- **Passage for review**
┌──
Youth groups move to restore lost forests with medicinal plants

Youth Bridge Foundation (YBF), in partnership with two other groups, has embarked on what is dubbed the ‘Duapa Afforestation Pilot Project’ to restore the country’s lost forests with medicinal plants – a move that will provide the youth an alternative source of livelihood.

The project comes at a critical phase of Ghana’s national climate mitigation and adaptation efforts, which have seen the institution of an annual tree-planting day dubbed ‘Green Ghana Day’ since 2021.

YBF and its partners – If Not Us Then Who (a US-based organisation) and Nature4Climate, a conglomerate of 19 global climate-focused organisations – believe such a Day should not be narrowed down to just planting trees but must come with some opportunities for the youth to make a living; hence introduction of the project.

With regard to this, the project has planted Moringa, Prekes3 and Efomwisa seedlings on a one-acre land in Bowkrom in the Eastern Region.

A Medical Herbalist and Practitioner at the Nsawam Municipal Government Hospital, Dr. Prince Osei, encouraged the youth to take advantage of the opportunity the groups have provided; saying medicinal plants take a shorter time to mature and hence have the potential to provide regular income.

Eastern Regional Minister, Seth Kwame Acheampong, expressed delight with the youth groups’ initiative and urged them to keep supporting government’s climate agenda efforts.
└──
- **Excerpted records**
┌──
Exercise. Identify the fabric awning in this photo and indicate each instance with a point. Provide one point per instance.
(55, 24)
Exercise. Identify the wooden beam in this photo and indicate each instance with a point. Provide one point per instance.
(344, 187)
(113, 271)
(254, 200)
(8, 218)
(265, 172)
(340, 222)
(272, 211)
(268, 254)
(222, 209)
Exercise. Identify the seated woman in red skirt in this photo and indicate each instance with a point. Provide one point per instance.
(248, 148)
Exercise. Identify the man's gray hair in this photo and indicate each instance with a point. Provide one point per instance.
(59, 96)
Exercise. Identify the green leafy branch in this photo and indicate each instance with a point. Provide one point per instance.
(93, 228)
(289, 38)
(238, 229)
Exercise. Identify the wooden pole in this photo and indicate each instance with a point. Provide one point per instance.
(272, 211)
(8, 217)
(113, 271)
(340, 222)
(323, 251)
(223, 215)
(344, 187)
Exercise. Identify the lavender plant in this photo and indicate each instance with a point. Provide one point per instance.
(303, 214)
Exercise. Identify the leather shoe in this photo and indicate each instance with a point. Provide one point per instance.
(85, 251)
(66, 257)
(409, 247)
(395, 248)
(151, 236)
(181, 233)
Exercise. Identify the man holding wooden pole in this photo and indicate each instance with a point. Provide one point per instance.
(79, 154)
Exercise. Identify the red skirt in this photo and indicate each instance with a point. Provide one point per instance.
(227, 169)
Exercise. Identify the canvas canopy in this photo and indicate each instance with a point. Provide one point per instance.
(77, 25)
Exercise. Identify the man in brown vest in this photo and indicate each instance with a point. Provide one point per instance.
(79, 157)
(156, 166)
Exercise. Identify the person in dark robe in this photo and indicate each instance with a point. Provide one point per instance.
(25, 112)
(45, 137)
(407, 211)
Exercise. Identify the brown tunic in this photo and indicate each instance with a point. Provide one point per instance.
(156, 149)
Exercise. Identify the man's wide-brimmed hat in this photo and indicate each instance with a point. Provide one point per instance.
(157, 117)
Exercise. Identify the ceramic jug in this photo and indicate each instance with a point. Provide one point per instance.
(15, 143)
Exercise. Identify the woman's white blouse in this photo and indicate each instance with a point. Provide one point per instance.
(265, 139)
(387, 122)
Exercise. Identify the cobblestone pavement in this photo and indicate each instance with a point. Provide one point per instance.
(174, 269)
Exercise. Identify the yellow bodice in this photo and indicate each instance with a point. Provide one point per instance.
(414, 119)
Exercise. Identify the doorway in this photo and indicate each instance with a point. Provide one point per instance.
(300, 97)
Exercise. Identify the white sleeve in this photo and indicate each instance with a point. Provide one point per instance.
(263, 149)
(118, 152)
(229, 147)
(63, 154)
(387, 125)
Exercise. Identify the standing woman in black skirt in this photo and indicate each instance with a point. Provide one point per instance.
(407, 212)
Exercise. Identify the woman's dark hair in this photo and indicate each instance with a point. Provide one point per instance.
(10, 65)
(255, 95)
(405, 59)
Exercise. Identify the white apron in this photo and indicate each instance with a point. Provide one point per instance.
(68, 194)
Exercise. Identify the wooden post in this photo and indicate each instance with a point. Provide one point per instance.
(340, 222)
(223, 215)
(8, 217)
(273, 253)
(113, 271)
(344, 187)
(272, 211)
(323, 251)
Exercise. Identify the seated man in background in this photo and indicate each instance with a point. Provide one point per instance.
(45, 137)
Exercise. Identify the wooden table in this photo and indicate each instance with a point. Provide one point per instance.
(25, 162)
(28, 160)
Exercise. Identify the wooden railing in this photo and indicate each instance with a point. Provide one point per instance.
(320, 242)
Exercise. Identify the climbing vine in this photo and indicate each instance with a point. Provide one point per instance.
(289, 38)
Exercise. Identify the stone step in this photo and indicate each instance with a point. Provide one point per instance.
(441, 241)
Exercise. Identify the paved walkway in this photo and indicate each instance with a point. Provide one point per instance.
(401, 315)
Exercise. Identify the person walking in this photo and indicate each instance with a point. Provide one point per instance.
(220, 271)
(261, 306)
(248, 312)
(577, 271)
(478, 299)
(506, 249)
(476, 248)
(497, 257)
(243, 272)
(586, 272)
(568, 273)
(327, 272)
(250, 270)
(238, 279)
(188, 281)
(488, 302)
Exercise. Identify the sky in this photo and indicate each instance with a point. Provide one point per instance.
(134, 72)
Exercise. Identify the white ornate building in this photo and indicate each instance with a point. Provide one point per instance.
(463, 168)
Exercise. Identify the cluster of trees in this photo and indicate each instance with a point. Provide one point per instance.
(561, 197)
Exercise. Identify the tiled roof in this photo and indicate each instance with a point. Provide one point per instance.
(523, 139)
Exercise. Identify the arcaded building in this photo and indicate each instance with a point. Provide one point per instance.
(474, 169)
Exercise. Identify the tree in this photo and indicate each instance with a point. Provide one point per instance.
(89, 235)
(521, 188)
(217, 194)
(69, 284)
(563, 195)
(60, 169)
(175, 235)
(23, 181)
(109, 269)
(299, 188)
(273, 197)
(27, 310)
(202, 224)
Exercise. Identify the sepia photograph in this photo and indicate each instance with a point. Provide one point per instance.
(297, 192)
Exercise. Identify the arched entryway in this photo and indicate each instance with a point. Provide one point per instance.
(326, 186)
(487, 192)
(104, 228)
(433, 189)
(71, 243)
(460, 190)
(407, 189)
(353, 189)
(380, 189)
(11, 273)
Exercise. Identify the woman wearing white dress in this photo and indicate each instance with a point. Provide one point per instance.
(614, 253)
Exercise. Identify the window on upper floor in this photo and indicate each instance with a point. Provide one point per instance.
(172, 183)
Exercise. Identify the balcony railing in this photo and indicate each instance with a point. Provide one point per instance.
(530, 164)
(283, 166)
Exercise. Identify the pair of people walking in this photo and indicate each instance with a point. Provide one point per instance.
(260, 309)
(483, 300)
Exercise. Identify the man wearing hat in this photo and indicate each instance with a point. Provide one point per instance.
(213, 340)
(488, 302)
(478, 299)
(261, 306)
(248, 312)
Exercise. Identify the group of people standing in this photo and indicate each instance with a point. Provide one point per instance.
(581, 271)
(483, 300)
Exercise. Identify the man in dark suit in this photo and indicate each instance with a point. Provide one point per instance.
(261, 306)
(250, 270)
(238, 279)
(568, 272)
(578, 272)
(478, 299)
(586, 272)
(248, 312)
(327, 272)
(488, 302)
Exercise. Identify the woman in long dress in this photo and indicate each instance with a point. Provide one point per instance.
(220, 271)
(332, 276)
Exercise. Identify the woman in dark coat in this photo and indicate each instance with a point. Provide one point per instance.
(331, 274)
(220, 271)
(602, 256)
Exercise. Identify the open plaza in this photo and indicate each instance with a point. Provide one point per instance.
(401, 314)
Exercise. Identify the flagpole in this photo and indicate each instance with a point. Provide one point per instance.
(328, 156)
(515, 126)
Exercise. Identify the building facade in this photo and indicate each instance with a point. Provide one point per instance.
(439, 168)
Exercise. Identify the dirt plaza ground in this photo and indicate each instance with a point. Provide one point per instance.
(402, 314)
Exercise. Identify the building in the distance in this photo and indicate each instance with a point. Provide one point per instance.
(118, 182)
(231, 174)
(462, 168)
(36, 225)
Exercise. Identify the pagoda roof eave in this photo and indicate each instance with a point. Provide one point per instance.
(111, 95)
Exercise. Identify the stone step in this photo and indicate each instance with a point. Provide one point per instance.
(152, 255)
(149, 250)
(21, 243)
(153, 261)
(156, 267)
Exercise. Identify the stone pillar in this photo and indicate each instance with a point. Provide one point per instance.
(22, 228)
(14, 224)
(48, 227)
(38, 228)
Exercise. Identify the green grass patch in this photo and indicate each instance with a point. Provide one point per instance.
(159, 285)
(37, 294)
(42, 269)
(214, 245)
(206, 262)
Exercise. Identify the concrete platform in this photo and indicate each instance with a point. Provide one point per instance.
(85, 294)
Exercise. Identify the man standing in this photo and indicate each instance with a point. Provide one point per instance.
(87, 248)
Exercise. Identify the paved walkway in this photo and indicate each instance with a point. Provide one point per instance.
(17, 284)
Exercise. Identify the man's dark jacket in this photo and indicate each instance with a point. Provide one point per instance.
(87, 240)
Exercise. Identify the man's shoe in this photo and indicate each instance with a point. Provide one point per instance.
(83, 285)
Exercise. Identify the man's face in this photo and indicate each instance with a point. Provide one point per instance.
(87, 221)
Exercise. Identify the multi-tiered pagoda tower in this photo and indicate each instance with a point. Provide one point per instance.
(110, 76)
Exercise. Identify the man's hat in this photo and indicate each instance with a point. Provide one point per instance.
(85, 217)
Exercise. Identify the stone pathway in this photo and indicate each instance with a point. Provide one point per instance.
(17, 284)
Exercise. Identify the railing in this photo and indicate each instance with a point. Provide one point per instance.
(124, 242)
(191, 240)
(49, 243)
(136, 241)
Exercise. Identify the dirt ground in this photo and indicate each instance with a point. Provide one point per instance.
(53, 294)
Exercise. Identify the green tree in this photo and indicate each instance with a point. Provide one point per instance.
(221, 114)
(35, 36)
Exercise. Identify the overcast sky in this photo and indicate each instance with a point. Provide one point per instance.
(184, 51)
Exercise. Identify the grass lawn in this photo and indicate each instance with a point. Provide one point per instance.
└──
- **What the exercise asks**
According to the article on restoring forests with medicinal plants, which seedlings did the project plant?

- **Answer to this exercise**
Moringa, Prekes3 and Efomwisa seedlings.